▸ **JOB**:
Extract the data below word for word, from its beginning up to and including the line with "left=119, top=287, right=166, bottom=328". Leave the pictures out of your answer.

▸ **MATERIALS PROVIDED**:

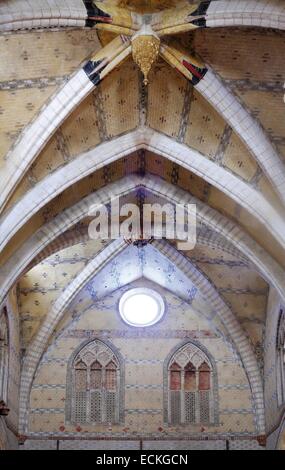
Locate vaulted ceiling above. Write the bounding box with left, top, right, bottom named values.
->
left=0, top=0, right=285, bottom=436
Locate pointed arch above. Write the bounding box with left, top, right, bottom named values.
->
left=19, top=240, right=265, bottom=434
left=0, top=129, right=285, bottom=258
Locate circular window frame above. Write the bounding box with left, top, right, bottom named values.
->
left=119, top=287, right=166, bottom=328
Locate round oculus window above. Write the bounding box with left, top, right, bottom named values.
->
left=119, top=287, right=165, bottom=328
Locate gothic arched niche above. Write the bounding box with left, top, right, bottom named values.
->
left=164, top=342, right=218, bottom=425
left=66, top=339, right=124, bottom=425
left=276, top=307, right=285, bottom=406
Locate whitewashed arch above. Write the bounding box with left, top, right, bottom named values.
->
left=27, top=227, right=248, bottom=270
left=0, top=0, right=285, bottom=31
left=0, top=175, right=285, bottom=310
left=0, top=129, right=285, bottom=258
left=0, top=36, right=131, bottom=213
left=19, top=240, right=126, bottom=432
left=19, top=240, right=265, bottom=434
left=196, top=67, right=285, bottom=204
left=0, top=32, right=285, bottom=212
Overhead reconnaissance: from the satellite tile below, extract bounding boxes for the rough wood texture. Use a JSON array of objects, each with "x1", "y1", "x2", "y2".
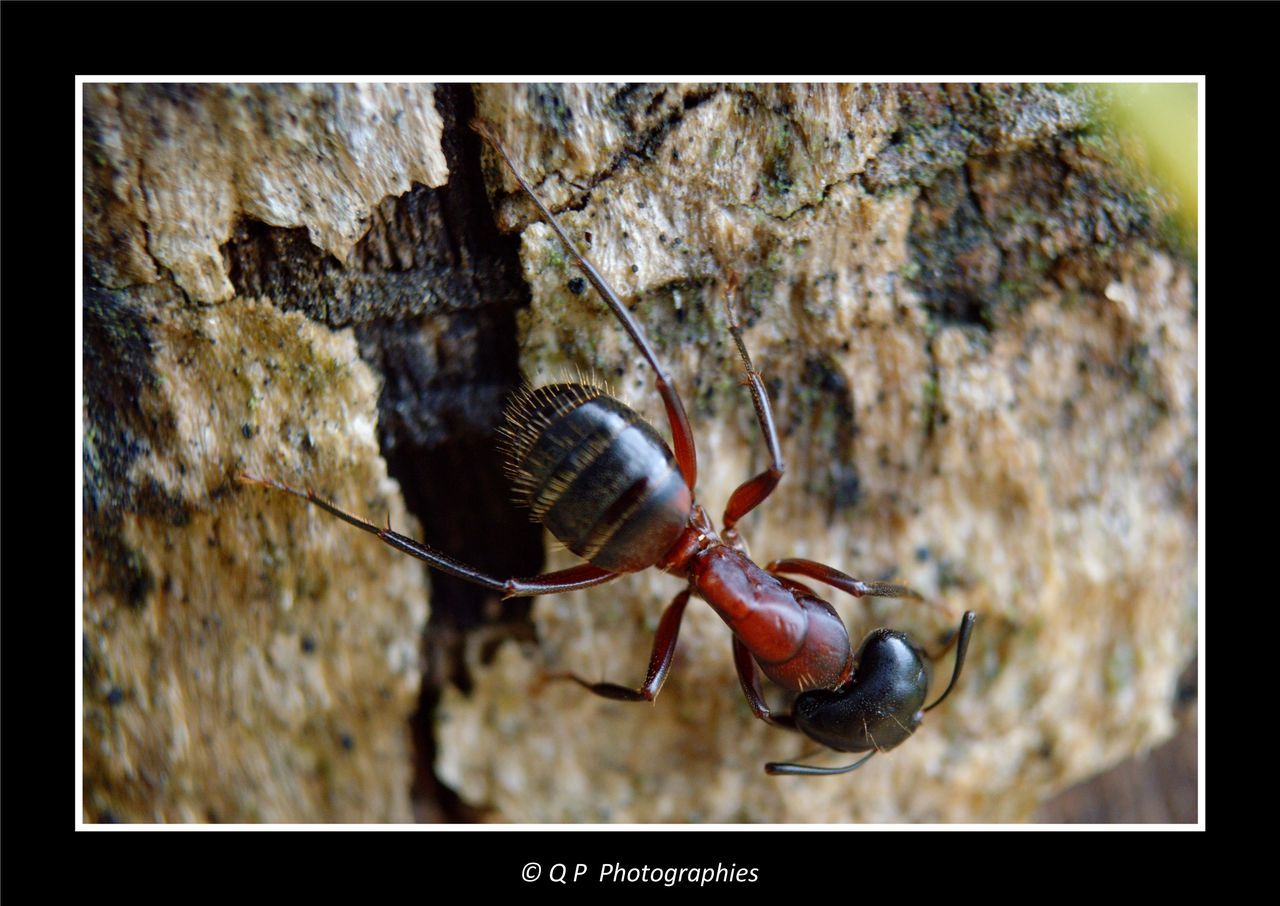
[
  {"x1": 84, "y1": 86, "x2": 1197, "y2": 822},
  {"x1": 438, "y1": 86, "x2": 1196, "y2": 822}
]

▸ **RIGHT ANSWER**:
Locate vaulted ceiling above. Write the bounding box with left, top, right, bottom named values.
->
left=0, top=0, right=285, bottom=436
Locate pointed arch above. Write the bounding box with left, top, right, bottom named values.
->
left=19, top=240, right=265, bottom=434
left=0, top=129, right=285, bottom=258
Locate circular window frame above. Write the bounding box with left, top, right, bottom named values.
->
left=119, top=287, right=166, bottom=328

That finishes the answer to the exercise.